Allen and Gale (2004, this issue of JMCB) provide a thought-provoking tour d'horizon. I'd call it "ambitious," except that what they label a "prelude to the development of a theoretical framework" is too honest to be ambitious: they steadfastly refuse to give a definitive answer to their fundamental question, "Does competition encourage or discourage adequate financial stability?"—in other words, "Is there a tradeoff between competition and financial stability or are the two goals mutually reinforcing?"

In addressing this question, Allen and Gale employ several different interpretations of the two goals: In some sections, "competition" means price-taking behavior. In others, they interpret competition to be imperfect competition with some degree of market power. By "instability" Allen and Gale sometimes simply mean "the possibility of default." Often instability means the choice of overly risky or undiversified investments. But in their most interesting case instability means a high degree of interdependence between bank defaults.

1. The Arguments

I will also use this review as an opportunity to consider the often uncomfortable relationship between economic theory and policy making. Policy makers want, and need, definitive answers to questions like Allen and Gale's fundamental question. Theorists spin answers in every possible direction. When we are lucky, empiricists sort through those answers to determine their relative importance. Nonetheless this [End Page 481] process takes time and often fails to reach any definite conclusions. In the meanwhile, the theoretical arguments are all we have, and like Harry Truman, current policy makers sigh for a "one-handed economist."

Allen and Gale give them no comfort. They provide, not two, but many hands:1

1. The invisible hand.

Allen and Gale (2003), following Prescott and Townsend (1984), show conditions under which the welfare theorems hold in economies with financial intermediaries. In terms of this work "competition" means Walrasian price taking and "financial instability" means violating a contract by declaring bankruptcy. In this sense, financial instability is only present in an incomplete market setting; in a complete contract setting, there is no sense to the notion of violating a contract because every possible reaction and consequence is included in the terms of the contract itself. Allen and Gale (2003) specify a class of models in which incomplete contracts are optimally chosen, provided the market for underlying Arrow securities is complete. Crucial to the structure is the assumption of no ex ante differential information; contracts are written and Arrow securities traded by symmetrically informed agents. In such a world, there is no reason for a government to intervene to stabilize a financial market.

Things to do -
A. In the review, what does "competition" mean in the work by Allen and Gale (2003)?
B. Reproduce the passage of the review between "1. The Arguments" and "The invisible hand.", inclusive.
The data that come next have no connection to the review.

(Saved entries)
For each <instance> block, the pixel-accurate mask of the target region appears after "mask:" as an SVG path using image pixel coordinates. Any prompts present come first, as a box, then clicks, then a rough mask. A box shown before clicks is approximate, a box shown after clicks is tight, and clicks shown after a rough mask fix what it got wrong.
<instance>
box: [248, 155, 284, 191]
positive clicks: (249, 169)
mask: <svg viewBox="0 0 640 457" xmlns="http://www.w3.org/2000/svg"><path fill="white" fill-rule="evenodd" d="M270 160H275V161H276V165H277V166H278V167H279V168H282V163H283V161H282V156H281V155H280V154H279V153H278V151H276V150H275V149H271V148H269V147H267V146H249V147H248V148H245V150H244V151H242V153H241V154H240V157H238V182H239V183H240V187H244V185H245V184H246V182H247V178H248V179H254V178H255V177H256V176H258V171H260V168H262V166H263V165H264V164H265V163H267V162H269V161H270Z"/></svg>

Solutions to each task -
A. Competition means Walrasian price taking.

B.
1. The Arguments

I will also use this review as an opportunity to consider the often uncomfortable relationship between economic theory and policy making. Policy makers want, and need, definitive answers to questions like Allen and Gale's fundamental question. Theorists spin answers in every possible direction. When we are lucky, empiricists sort through those answers to determine their relative importance. Nonetheless this [End Page 481] process takes time and often fails to reach any definite conclusions. In the meanwhile, the theoretical arguments are all we have, and like Harry Truman, current policy makers sigh for a "one-handed economist."

Allen and Gale give them no comfort. They provide, not two, but many hands:1

1. The invisible hand.